* DOCUMENT *
§ §

All of lore.kernel.org
 help / color / mirror / Atom feed
From: "Łukasz Majewski" <lukma@nabladev.com>
To: Philippe Gerum <rpm@xenomai.org>
Cc: Giulio Moro <giulio@bela.io>, Xenomai <xenomai@lists.linux.dev>
Subject: Re: Unexpected switches to in-band
Date: Sat, 1 Nov 2025 16:59:57 +0100	[thread overview]
Message-ID: <20251101165957.12432bf4@wsk> (raw)
In-Reply-To: <87bjlnc9u5.fsf@xenomai.org>

Hi Philippe,

> Łukasz Majewski <lukma@nabladev.com> writes:
> 
> > Hi Philippe,
> >  
> >> Hi Łukasz,
> >> 
> >> Łukasz Majewski <lukma@nabladev.com> writes:
> >>   
> >> >> > Could you get me a trace which goes back up to two secs before
> >> >> > the time reported by evl about the inband switch of the timer
> >> >> > responder? e.g.    
> >> >
> >> > Why is it 2 seconds? Is it related to latmus "refresh time"?
> >> > (which is 1s)
> >> >    
> >> 
> >> Picking this delay is purely heuristical. Such a long backlog is
> >> likely going to include the smoking gun, if any.
> >>   
> >> >> > 
> >> >> > [   75.214527] EVL: timer-responder:743 switching in-band
> >> >> > [pid=745, excpt=14, user_pc=0x77d08492a5fe]
> >> >> > 
> >> >> > In the above case, I would need a trace going back to
> >> >> > 73.214527 or so.     
> >> >> 
> >> >> Apparently the ftrace buffer was too small. I will adjust it to
> >> >> store more data and share results.    
> >> >
> >> > It is also interesting, that:
> >> >
> >> > bash-5.2# echo 16384 > /sys/kernel/debug/tracing/buffer_size_kb
> >> > bash-5.2# cat /sys/kernel/debug/tracing/buffer_size_kb
> >> > 16387
> >> > bash-5.2# evl trace -eirq -f
> >> > tracing enabled
> >> > bash-5.2# cat /sys/kernel/debug/tracing/buffer_size_kb
> >> > 131
> >> >
> >> > Reduces the buffer size...

§ §

Excerpts of pointing data:
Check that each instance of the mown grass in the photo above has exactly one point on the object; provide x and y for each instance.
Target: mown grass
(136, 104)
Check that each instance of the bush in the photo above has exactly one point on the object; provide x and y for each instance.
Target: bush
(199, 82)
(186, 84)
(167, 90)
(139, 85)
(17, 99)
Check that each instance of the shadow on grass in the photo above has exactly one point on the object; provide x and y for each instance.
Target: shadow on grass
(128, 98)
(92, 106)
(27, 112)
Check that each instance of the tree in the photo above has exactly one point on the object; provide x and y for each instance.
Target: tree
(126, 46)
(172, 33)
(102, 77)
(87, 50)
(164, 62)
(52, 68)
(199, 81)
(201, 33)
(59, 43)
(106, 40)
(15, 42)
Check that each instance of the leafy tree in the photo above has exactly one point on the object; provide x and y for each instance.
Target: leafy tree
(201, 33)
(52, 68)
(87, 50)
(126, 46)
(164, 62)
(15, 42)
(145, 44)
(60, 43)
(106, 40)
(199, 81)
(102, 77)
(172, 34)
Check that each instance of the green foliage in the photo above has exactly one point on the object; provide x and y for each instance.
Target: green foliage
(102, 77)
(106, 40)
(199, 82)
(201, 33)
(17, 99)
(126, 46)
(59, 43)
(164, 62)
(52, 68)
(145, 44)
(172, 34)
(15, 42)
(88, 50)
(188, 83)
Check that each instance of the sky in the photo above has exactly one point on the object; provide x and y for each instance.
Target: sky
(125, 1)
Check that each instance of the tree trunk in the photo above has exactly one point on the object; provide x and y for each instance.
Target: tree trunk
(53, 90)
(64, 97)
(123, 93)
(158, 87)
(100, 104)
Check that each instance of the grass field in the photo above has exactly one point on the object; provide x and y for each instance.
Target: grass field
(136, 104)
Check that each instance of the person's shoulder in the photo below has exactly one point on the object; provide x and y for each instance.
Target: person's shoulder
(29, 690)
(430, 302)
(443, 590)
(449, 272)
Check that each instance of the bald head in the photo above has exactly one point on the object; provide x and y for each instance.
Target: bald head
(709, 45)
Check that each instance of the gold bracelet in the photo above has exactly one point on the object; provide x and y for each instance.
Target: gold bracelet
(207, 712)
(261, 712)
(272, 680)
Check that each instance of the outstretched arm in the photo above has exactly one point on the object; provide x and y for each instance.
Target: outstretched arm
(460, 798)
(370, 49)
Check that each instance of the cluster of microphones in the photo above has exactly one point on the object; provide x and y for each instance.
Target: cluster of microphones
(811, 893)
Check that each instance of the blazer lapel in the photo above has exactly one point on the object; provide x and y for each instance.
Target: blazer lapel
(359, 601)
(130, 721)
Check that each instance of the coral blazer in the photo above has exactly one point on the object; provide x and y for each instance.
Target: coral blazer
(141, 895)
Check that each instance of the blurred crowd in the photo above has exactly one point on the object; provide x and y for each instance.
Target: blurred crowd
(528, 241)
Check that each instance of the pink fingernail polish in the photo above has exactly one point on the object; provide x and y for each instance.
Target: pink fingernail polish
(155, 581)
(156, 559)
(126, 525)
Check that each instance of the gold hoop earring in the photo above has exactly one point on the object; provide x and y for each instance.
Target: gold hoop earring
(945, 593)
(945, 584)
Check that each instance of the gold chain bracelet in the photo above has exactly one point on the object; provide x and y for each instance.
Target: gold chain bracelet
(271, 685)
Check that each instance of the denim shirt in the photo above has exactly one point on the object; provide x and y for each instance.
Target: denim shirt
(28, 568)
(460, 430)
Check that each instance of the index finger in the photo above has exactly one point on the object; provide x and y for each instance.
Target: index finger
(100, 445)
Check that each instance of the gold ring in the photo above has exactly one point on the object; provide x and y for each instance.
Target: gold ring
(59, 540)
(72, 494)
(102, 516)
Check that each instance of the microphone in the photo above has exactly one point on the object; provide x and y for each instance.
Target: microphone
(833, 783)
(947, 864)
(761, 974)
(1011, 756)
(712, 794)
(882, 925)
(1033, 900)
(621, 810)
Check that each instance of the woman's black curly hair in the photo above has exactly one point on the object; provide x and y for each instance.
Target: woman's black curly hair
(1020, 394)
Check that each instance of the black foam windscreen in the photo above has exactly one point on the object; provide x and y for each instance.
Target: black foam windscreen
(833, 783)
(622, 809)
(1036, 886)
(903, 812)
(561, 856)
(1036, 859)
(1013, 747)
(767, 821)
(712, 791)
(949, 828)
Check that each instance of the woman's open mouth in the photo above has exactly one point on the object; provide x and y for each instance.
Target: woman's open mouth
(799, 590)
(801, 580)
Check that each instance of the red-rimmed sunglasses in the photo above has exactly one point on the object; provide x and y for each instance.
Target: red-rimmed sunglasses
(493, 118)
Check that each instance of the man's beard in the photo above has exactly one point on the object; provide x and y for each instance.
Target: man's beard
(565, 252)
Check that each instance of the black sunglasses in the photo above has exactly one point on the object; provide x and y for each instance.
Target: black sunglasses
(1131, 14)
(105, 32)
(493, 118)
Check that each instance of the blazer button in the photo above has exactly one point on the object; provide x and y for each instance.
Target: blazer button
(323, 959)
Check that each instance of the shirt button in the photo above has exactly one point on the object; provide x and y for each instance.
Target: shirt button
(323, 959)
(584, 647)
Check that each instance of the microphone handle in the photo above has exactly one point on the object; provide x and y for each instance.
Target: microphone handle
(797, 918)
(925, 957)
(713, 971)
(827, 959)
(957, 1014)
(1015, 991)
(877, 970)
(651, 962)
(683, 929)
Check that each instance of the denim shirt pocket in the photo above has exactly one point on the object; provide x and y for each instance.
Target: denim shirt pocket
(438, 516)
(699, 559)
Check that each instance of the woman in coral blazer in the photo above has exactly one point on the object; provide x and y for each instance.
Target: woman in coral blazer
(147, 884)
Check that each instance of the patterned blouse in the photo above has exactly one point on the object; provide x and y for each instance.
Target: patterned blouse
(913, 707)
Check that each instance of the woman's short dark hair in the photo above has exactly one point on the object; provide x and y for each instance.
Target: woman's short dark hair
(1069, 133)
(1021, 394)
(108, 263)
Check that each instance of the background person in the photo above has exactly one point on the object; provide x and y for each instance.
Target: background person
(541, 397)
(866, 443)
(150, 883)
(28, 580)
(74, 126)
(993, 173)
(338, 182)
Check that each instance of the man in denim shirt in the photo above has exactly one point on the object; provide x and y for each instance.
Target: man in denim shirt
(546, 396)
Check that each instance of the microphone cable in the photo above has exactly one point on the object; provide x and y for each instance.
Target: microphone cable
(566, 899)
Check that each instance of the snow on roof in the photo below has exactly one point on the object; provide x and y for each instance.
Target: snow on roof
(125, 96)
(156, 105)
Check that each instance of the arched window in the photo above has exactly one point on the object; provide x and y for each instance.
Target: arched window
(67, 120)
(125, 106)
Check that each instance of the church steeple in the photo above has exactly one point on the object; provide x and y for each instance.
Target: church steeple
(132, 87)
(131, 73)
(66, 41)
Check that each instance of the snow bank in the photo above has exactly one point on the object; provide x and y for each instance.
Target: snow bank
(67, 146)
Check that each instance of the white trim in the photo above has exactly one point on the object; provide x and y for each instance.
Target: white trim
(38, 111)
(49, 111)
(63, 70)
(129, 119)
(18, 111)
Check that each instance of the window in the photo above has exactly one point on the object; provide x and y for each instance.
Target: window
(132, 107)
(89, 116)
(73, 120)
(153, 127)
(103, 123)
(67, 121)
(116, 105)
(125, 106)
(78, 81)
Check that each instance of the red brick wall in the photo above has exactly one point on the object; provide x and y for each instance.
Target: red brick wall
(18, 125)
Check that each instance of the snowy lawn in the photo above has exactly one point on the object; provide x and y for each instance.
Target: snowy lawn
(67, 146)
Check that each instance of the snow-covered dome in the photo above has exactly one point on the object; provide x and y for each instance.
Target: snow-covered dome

§ §

* PROBLEMS AND TASKS *
- A) Answer these questions about the thread on unexpected switches to in-band:
(i) What refresh time does the thread give for latmus?
(ii) How far back before the reported in-band switch was the trace requested to go?
(iii) What value did buffer_size_kb show after "evl trace -eirq -f" was run?
- B) Extend the thread on unexpected switches to in-band, starting right after its final line.

* REPLIES *
- A)
(i) 1s
(ii) Up to two seconds
(iii) 131

- B)
> >> >    
> >> 
> >> Yeah, the evl-trace script is not that smart. I can see the issue
> >> causing this, will fix.
> >>   
> >> > Hence, I've used the "normal" ftrace with enabled evl functions -
> >> > the    
> >> 
> >> FWIW, EVL relies on the normal ftrace. However, evl-trace fiddles
> >> with the sysfs entries manually, and may be a bit naive at times.
> >> As Jan pointed out long ago, relying on the trace-cmd front-end
> >> would be a better approach than tweaking ftrace's sysfs-based
> >> controls manually at the very least. evl-trace adds EVL semantics
> >> to the tracing configuration which is handy, but the way it is
> >> done today may deserve a revamping, or maybe drop it entirely in
> >> favor of trace-cmd if we have enough flexibility there in order to
> >> introduce some EVL specifics.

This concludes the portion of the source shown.